Profits and Loss
The investigation generated front-page stories and sensational headlines such as "Body Snatchers of New York" and "Dead Reckoning." But the terrible crime also spotlights the growing need for body parts. It's big business.More than a million transplants are performed each year with tissue and related products that repair injured knees, relieve bad backs, and replace damaged heart valves or burned skin. Tissue banks are regulated to identify, retrieve and prepare medically suitable bone and tissue for future use. Most donations are made in hospitals, where federal law requires that a death be reported to an organ procurement organization (OPO) and tissue bank. Through tests and questionnaires, the OPO or bank determines if the donor is eligible. Tissue (bone, tendons, ligaments, skin, corneas, heart valves, blood vessels) can be recovered up to 24 hours after death. (This differs from organ donation, such as hearts, lungs or kidneys, which requires a more immediate retrieval process because of the need for oxygen and blood flow.)
"Tissue donation provides the last opportunity you have on earth to help someone," explains Bob Rigney, CEO of the American Association of Tissue Banks, in McLean, Virginia. "We've found more and more ways to recycle the human body." But these high-tech procedures don't come cheap. Screening, procuring, storing and cleansing the tissue is expensive. It's about a billion-dollar industry with a steady growth rate.

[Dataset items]
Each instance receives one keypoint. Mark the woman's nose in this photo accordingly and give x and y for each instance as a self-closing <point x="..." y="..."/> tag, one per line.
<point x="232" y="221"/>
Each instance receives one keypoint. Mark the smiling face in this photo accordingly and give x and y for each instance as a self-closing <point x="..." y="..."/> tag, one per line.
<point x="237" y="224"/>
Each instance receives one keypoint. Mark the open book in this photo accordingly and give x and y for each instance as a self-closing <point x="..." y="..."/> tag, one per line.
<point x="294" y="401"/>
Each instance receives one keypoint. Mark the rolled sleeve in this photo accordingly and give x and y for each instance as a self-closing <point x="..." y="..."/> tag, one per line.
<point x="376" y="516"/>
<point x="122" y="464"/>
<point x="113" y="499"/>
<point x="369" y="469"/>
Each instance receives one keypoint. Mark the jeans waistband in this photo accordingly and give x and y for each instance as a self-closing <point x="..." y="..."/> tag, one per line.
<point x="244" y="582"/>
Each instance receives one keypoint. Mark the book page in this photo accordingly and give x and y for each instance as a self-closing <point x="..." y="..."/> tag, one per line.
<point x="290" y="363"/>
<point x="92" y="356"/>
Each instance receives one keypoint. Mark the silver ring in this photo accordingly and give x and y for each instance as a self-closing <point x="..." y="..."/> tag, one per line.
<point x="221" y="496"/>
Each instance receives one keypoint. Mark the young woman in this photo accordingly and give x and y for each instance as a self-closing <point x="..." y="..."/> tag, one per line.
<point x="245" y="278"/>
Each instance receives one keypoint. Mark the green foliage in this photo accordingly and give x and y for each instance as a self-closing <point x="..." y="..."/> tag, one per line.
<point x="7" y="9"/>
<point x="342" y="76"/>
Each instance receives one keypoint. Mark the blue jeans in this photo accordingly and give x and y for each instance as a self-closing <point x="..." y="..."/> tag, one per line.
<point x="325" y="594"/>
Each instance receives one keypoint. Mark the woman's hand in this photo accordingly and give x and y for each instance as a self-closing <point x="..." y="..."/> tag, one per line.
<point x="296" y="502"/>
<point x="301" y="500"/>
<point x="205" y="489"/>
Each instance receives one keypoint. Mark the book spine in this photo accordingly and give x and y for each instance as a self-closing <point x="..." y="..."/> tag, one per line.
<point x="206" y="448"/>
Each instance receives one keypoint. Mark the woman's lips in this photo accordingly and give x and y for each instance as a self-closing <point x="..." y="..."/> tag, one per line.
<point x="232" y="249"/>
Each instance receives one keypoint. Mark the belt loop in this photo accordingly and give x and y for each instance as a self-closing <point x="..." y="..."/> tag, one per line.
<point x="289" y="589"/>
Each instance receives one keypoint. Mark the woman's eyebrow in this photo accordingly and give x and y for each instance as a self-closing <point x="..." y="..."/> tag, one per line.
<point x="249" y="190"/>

* _Exercise requirements_: Continue the article on the tissue donation industry, picking up after its final sentence.

* _Written response_:
Scene of the Crime
The investigation began when the new owners of the Daniel George & Son funeral home in Brooklyn discovered that money from some prepaid funeral accounts was missing, and suspected mishandling of the deceased. When police searched the premises, they found a virtual chamber of horrors: a cold, clinical operating room atop the embalming chamber, accessed through a private elevator. It's where so-called cutters removed bones, ligaments, tendons and other valued tissue before cremation or burial; it became the gruesome pit stop for transporters of bodies destined for area funeral homes.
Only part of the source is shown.